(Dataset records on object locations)
------------------------------------------------------------------------

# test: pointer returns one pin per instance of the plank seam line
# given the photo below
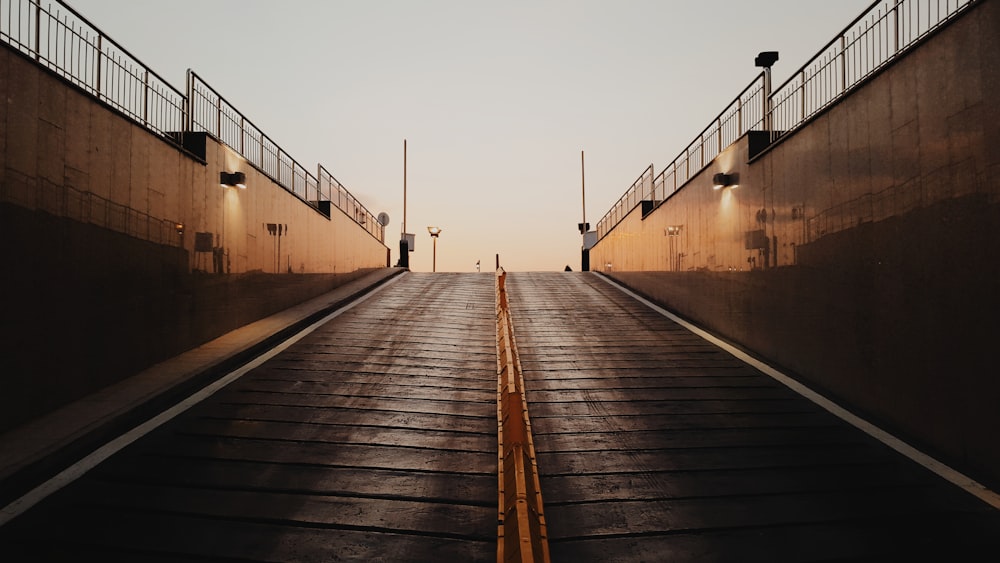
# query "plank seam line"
(78, 469)
(937, 467)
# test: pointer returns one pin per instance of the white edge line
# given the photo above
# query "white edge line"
(78, 469)
(961, 480)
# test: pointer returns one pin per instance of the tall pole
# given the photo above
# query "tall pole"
(583, 193)
(584, 227)
(404, 245)
(404, 186)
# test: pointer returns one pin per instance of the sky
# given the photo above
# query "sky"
(496, 100)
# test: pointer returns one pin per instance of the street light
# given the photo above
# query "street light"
(434, 231)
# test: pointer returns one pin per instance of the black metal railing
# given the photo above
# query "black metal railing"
(882, 33)
(63, 41)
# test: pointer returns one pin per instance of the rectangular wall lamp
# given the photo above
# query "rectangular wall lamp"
(721, 180)
(238, 179)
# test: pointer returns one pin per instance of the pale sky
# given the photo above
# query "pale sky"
(495, 99)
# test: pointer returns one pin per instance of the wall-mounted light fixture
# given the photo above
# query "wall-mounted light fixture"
(721, 180)
(237, 179)
(435, 233)
(766, 59)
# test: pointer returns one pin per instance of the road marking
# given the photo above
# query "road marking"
(78, 469)
(968, 484)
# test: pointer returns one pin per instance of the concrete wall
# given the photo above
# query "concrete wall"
(84, 304)
(861, 253)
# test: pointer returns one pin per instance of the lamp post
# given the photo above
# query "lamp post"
(434, 231)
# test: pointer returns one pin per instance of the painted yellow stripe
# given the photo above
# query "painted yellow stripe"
(521, 532)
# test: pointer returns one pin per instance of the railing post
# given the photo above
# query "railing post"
(895, 17)
(38, 30)
(100, 58)
(802, 86)
(188, 104)
(718, 133)
(766, 102)
(843, 64)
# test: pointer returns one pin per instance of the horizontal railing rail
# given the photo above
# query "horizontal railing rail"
(341, 198)
(745, 112)
(63, 41)
(882, 33)
(887, 29)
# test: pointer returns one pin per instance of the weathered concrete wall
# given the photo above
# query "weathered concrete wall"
(860, 253)
(85, 305)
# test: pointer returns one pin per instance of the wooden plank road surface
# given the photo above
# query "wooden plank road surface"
(372, 439)
(654, 445)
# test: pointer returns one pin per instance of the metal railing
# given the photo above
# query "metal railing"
(741, 115)
(63, 41)
(885, 31)
(212, 113)
(882, 33)
(633, 195)
(343, 200)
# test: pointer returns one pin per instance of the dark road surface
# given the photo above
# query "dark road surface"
(655, 445)
(374, 438)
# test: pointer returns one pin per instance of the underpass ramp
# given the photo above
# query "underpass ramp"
(655, 445)
(373, 438)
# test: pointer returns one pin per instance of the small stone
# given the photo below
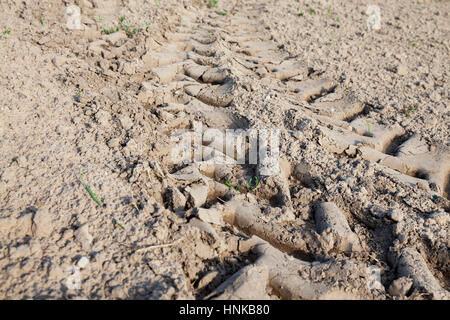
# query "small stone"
(203, 226)
(207, 279)
(126, 122)
(400, 286)
(401, 70)
(113, 143)
(115, 38)
(83, 262)
(128, 68)
(42, 223)
(198, 194)
(118, 293)
(396, 215)
(6, 225)
(59, 61)
(102, 117)
(83, 237)
(176, 199)
(44, 40)
(19, 252)
(209, 216)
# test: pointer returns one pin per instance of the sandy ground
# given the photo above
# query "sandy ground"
(358, 210)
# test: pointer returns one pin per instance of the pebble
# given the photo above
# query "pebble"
(400, 286)
(126, 122)
(83, 237)
(401, 70)
(83, 262)
(197, 194)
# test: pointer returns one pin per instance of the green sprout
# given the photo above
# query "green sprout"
(213, 3)
(369, 133)
(90, 191)
(250, 184)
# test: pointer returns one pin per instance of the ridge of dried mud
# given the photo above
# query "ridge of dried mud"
(344, 206)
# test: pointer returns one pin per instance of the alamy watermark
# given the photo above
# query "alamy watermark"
(230, 146)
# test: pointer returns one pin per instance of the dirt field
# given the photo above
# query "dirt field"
(95, 96)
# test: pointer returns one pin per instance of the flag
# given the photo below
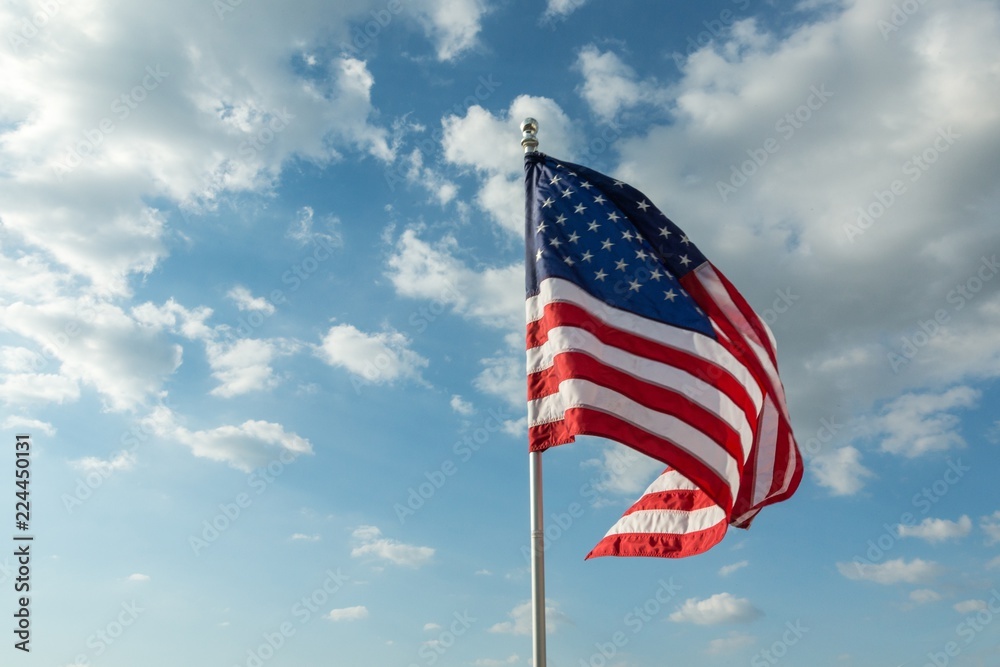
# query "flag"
(673, 518)
(634, 336)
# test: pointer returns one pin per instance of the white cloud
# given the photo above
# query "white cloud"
(924, 596)
(252, 444)
(348, 614)
(489, 295)
(718, 609)
(937, 530)
(892, 571)
(734, 642)
(379, 358)
(453, 25)
(124, 460)
(916, 424)
(246, 301)
(372, 544)
(559, 9)
(610, 86)
(991, 526)
(727, 570)
(520, 620)
(462, 406)
(27, 425)
(840, 470)
(969, 606)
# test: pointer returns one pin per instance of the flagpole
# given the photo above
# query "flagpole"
(530, 144)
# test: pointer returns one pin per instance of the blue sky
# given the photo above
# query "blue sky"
(261, 310)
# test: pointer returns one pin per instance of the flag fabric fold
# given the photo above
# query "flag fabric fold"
(634, 336)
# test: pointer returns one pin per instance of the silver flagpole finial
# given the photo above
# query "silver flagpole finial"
(529, 127)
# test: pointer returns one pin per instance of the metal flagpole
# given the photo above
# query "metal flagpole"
(530, 144)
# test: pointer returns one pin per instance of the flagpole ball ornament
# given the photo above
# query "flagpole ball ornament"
(529, 130)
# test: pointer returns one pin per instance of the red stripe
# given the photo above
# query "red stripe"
(577, 365)
(570, 315)
(682, 500)
(664, 545)
(584, 421)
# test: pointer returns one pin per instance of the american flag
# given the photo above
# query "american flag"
(634, 336)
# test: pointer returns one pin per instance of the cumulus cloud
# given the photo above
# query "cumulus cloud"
(372, 545)
(718, 609)
(378, 358)
(891, 572)
(841, 471)
(937, 530)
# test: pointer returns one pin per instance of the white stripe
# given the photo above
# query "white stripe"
(676, 522)
(767, 446)
(553, 290)
(575, 393)
(563, 339)
(710, 280)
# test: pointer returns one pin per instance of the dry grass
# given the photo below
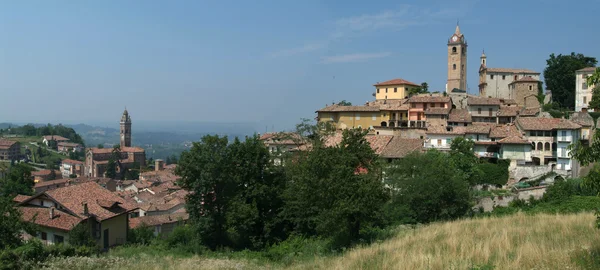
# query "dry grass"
(513, 242)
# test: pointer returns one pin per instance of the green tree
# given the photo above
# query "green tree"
(427, 187)
(344, 103)
(336, 191)
(560, 76)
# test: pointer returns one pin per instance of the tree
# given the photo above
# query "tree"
(344, 103)
(560, 76)
(335, 191)
(427, 187)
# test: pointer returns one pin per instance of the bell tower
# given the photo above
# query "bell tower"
(457, 61)
(125, 130)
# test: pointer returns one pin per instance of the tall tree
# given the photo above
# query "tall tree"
(560, 76)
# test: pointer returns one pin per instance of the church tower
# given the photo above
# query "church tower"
(457, 61)
(125, 130)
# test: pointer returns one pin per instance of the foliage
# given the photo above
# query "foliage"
(560, 76)
(335, 191)
(438, 191)
(18, 180)
(235, 193)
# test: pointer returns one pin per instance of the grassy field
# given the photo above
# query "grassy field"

------------------------------------------------------------------------

- _WRITTEN EXERCISE_: Reproduce all of the lines above word for word, but leave out the pictures.

- _SOLVED EXERCISE_:
# test: pointer returns one pin per instance of the plank seam line
# given the photo below
# query "plank seam line"
(78, 469)
(937, 467)
# test: pointer returns one pin per instance of the white edge line
# given the photo above
# query "white edge line"
(78, 469)
(961, 480)
# test: pointer returns one pin per instance of the tall pole
# given the photo above
# query "tall pole"
(583, 193)
(584, 227)
(404, 245)
(404, 186)
# test: pointer returns one pin per instance of the sky
# given the photo above
# query "sky"
(496, 100)
# test: pointer returns one pin per instance of the street light
# given the photo above
# query "street light"
(434, 231)
# test: pointer returns one pin per instance of the black metal railing
# given the photo above
# query "black metal railing"
(882, 33)
(63, 41)
# test: pointer returns one pin per instance of the rectangular wall lamp
# given the photo above
# query "rectangular wall lamp"
(721, 180)
(238, 179)
# test: pointer returns one pin per instance of the pale sky
# given the photo above
# query "pale sky"
(495, 99)
# test: pointer returns one pin per instance of the wall-mounted light fixture
# given the photo above
# query "wall-mounted light fixture"
(721, 180)
(237, 179)
(435, 233)
(766, 59)
# test: pointer returns one pin per instance of the road marking
# given the photo above
# query "road marking"
(78, 469)
(968, 484)
# test: pointer returns one pin per instance of the concrete wall
# given the photo above
# query "concrete wall"
(84, 304)
(861, 253)
# test: pointer returns one pin per instance of the lamp post
# given the photo above
# query "lamp post"
(434, 231)
# test: pointer returns one pin per instance of the painted yellow stripe
# given the photo above
# query "painted yellow stripe"
(521, 532)
# test: pointer returns one pin per instance of the railing post
# given the photo above
# query "railing post"
(895, 17)
(38, 30)
(100, 58)
(802, 86)
(188, 104)
(718, 133)
(766, 102)
(843, 64)
# test: pointer returns one pin per instance of the horizontal railing rail
# given the photo above
# query "horizontal railing rail"
(341, 198)
(745, 112)
(63, 41)
(882, 33)
(887, 29)
# test: pointer returns one pin per instance of the weathered concrete wall
# given the photo above
# query "weathered concrete wall"
(860, 253)
(85, 305)
# test: pointer returns one pin per instance of the wooden plank road surface
# given the photo above
# query "wooden plank road surface"
(372, 439)
(654, 445)
# test: pointer returns one pin per instance of the metal railing
# given the photo above
# query "metal railing"
(741, 115)
(63, 41)
(885, 31)
(212, 113)
(882, 33)
(633, 195)
(343, 200)
# test: pointer returns one pin per instance of the dark road surface
# given the photo above
# query "dark road surface"
(655, 445)
(374, 438)
# test: pointer returns one pin per instance of the underpass ramp
# given the photo above
# query "underpass ramp"
(655, 445)
(373, 438)
# test: pointer returns one pin per instance of the small stone
# given the photo below
# query "small stone"
(203, 226)
(207, 279)
(126, 122)
(400, 286)
(401, 70)
(113, 143)
(115, 38)
(83, 262)
(128, 68)
(42, 223)
(198, 194)
(118, 293)
(396, 215)
(6, 225)
(59, 61)
(102, 117)
(83, 237)
(176, 199)
(44, 40)
(19, 252)
(209, 216)
# test: pointer returns one pin per instance of the sandy ground
# given the photo above
# query "sandy ground"
(358, 210)
# test: pointer returns one pin per instance of the pebble
# given the photo above
# query "pebble"
(400, 286)
(126, 122)
(83, 237)
(401, 70)
(83, 262)
(197, 194)
# test: pointer returns one pin per instance of the green sprout
# given the photo above
# query "green sprout"
(213, 3)
(369, 133)
(90, 191)
(250, 184)
# test: pointer returns one pin per instance of the ridge of dried mud
# given the photo above
# query "ridge of dried mud"
(344, 206)
# test: pointer returns one pin per instance of the alamy watermark
# given the photo above
# query "alamy watermark"
(230, 146)
# test: pointer returns one pin per instance of the dirt field
# given the photo above
# query "dirt field"
(95, 96)
# test: pointer returns one pin per instance of the flag
# given the photo below
# query "flag"
(673, 518)
(634, 336)
# test: pointer returns one pin per instance of the white cloud
# given the photo above
# query "white cloud"
(924, 596)
(252, 444)
(348, 614)
(489, 295)
(718, 609)
(937, 530)
(892, 571)
(734, 642)
(379, 358)
(453, 25)
(124, 460)
(916, 424)
(246, 301)
(372, 544)
(559, 9)
(610, 86)
(991, 526)
(727, 570)
(520, 620)
(462, 406)
(27, 425)
(840, 470)
(969, 606)
# test: pointer returns one pin per instance of the flagpole
# given the photo above
# query "flagpole"
(530, 144)
# test: pointer returns one pin per instance of the blue sky
# given the photo above
# query "blue sky"
(261, 310)
# test: pointer returns one pin per instance of the flag fabric fold
# given the photo above
# query "flag fabric fold"
(634, 336)
# test: pointer returns one pin per instance of the silver flagpole finial
# given the photo above
# query "silver flagpole finial"
(529, 127)
# test: pointer returns one pin per instance of the metal flagpole
# given the photo above
# query "metal flagpole"
(530, 144)
# test: pointer returns one pin per instance of the flagpole ball ornament
# given the photo above
# query "flagpole ball ornament"
(529, 130)
# test: pointer returns one pin per instance of the red stripe
# given the photo above
# query "red stripe"
(577, 365)
(570, 315)
(682, 500)
(664, 545)
(584, 421)
# test: pointer returns one pin per instance of the american flag
# given the photo above
# query "american flag"
(634, 336)
# test: pointer returns one pin per instance of the cumulus cloud
# given the photo above
# query "cumulus cloud"
(372, 545)
(718, 609)
(378, 358)
(891, 572)
(841, 471)
(937, 530)
# test: pointer returns one pin per instance of the white stripe
# given the photo above
# query "white stripe"
(676, 522)
(767, 446)
(553, 290)
(575, 393)
(563, 339)
(710, 280)
# test: pointer returns one pin per instance of the dry grass
# given the photo below
# query "dry grass"
(513, 242)
# test: pointer returns one pin per instance of the green tree
# given the photo above
# query "green tree"
(427, 187)
(344, 103)
(336, 191)
(560, 76)
# test: pointer returns one pin per instance of the tree
# given the photo above
# query "tree"
(344, 103)
(560, 76)
(335, 191)
(427, 187)
# test: pointer returns one pin per instance of the bell tower
# given the photo above
# query "bell tower"
(457, 61)
(125, 130)
# test: pointer returns one pin per instance of the tall tree
# given the photo above
# query "tall tree"
(560, 76)
# test: pointer returns one pin per instance of the church tower
# given the photo above
# query "church tower"
(457, 61)
(125, 130)
# test: pointer returns one pin per instance of the foliage
# given the photo above
# query "foliage"
(560, 76)
(335, 191)
(438, 191)
(18, 180)
(235, 193)
# test: pointer returns one pin per instance of the grassy field
# given the photo above
# query "grassy field"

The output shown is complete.